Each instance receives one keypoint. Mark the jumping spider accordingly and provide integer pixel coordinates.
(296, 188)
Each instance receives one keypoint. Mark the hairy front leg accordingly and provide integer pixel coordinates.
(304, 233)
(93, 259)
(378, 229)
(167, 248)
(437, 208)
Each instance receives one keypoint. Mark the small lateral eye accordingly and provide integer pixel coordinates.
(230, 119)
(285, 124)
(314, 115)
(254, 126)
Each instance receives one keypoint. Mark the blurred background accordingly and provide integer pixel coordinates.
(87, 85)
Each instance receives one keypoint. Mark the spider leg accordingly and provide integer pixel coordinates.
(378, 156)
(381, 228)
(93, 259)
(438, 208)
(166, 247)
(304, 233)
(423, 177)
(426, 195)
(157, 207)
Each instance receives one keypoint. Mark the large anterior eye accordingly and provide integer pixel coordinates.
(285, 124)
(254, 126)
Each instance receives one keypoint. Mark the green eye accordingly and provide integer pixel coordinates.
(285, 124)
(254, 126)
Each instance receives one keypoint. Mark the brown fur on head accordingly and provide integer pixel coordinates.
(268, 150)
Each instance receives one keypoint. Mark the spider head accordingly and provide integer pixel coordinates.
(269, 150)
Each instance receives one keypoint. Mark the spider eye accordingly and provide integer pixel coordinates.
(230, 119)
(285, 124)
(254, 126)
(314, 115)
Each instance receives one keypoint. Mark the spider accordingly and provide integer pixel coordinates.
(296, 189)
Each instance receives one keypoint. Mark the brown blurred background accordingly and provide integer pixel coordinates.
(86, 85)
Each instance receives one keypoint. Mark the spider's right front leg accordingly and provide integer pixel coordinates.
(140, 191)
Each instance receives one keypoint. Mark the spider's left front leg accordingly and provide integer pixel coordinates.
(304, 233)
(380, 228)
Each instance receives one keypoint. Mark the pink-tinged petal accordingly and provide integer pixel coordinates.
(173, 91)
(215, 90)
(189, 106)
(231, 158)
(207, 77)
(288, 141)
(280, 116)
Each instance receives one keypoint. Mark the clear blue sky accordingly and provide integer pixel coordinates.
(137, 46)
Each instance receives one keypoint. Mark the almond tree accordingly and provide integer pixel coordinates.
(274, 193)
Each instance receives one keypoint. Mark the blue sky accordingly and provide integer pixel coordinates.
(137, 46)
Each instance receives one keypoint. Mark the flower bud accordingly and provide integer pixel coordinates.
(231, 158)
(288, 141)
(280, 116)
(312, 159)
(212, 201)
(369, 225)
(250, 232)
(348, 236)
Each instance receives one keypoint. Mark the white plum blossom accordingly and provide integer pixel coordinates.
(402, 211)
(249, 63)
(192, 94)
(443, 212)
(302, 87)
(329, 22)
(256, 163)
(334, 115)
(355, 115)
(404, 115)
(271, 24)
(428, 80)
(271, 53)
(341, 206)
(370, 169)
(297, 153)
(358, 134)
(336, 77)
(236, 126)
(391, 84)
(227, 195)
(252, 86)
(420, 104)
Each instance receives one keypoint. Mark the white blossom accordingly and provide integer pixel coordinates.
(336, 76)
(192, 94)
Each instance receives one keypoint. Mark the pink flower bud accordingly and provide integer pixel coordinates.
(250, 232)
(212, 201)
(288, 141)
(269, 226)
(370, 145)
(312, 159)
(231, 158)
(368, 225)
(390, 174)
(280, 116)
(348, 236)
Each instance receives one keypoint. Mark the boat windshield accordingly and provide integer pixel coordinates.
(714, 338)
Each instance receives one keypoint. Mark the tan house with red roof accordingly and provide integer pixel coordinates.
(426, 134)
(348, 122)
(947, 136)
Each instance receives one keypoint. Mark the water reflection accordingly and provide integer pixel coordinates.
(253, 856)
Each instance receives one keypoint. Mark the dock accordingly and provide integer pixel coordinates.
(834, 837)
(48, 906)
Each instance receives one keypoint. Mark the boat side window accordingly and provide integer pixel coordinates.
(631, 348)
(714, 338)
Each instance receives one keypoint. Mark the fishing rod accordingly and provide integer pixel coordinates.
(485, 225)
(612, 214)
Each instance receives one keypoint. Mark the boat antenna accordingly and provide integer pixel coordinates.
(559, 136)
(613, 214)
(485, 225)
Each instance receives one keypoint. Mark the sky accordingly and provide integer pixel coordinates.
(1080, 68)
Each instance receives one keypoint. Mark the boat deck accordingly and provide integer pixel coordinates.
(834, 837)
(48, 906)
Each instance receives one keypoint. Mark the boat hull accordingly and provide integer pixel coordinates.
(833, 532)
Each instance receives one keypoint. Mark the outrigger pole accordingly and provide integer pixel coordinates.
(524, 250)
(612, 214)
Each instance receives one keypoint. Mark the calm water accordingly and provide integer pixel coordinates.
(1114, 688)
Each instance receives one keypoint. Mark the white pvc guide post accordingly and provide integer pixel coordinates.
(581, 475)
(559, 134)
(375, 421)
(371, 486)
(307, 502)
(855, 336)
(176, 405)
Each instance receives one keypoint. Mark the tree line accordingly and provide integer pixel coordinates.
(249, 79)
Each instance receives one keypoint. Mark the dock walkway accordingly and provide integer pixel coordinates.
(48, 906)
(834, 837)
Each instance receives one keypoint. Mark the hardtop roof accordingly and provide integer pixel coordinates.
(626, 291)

* * * *

— WHAT THE TASK REQUIRES —
Repeat exactly, and only, the lines of the records above, starting with the line that contains "Each instance receives one keypoint. Mark the sky" and ending with the final line, both included.

— ANSWER —
Each instance receives one keypoint. Mark the sky accordingly and provide integer pixel coordinates.
(1080, 68)
Each instance receives one keypoint. Mark the boat deck accordingly and provide integer pixel coordinates.
(834, 837)
(48, 906)
Each instance receives one keypoint. Mark the boat hull accordingly and provide integer pixel coordinates.
(833, 532)
Each instance receives one keypoint. Mark the outrigger pole accordingly and provide integer pixel coordinates.
(524, 250)
(612, 214)
Each instance receives one keypoint. Mark the calm water accordingly and provide integer pixel coordinates.
(1114, 688)
Each instance receives one keypoint. Mark the white pvc guide post accordingly and provide integer pixel coordinates.
(581, 475)
(559, 134)
(375, 421)
(371, 486)
(307, 502)
(855, 336)
(176, 405)
Each instance receives one keypoint. Mark the tree line accordingly and provide integer pixel coordinates.
(249, 79)
Each instance receives one keypoint. Mark the dock walkway accordingly and provide integer pixel coordinates.
(48, 906)
(834, 837)
Each instance receives one keypoint. Mark the hardtop roof accordingly and provide integer pixel coordinates.
(626, 291)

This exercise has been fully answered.